### [Work to complete]
The answer is the line that contains "Query: dark wavy hair" followed by every later line of the entries below, each repeated exactly, and nothing else.

### [Exercise material]
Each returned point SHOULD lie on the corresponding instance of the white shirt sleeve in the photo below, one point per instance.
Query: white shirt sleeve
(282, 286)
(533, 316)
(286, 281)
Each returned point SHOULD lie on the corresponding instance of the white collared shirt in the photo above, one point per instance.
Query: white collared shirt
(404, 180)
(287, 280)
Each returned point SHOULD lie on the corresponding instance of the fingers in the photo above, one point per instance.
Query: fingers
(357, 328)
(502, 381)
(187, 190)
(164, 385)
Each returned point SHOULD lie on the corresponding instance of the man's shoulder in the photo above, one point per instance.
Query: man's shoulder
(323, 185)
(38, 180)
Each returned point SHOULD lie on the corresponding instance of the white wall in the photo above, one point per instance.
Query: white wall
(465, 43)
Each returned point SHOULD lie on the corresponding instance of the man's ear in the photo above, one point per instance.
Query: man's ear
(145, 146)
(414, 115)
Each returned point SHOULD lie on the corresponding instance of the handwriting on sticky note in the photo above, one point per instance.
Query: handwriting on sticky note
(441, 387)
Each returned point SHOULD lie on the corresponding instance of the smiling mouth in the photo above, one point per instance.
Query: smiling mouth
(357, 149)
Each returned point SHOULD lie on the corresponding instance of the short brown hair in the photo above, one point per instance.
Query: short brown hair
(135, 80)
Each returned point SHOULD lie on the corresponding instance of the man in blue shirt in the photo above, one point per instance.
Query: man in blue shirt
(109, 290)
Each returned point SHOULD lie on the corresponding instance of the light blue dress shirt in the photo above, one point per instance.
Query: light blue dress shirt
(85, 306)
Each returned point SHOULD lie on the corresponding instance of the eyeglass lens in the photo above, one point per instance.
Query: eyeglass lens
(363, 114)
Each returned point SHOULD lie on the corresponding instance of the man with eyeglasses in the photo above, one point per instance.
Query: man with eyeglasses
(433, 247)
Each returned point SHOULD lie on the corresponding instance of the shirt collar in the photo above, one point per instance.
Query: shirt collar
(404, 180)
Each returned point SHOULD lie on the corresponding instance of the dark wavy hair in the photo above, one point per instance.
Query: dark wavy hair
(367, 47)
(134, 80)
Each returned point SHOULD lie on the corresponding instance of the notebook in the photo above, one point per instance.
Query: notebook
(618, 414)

### [Task result]
Query: dark wavy hair
(367, 47)
(134, 80)
Each returned point SHOULD lie on the corresponding instance of the notebook in the photo above, one point per instance.
Query: notebook
(618, 414)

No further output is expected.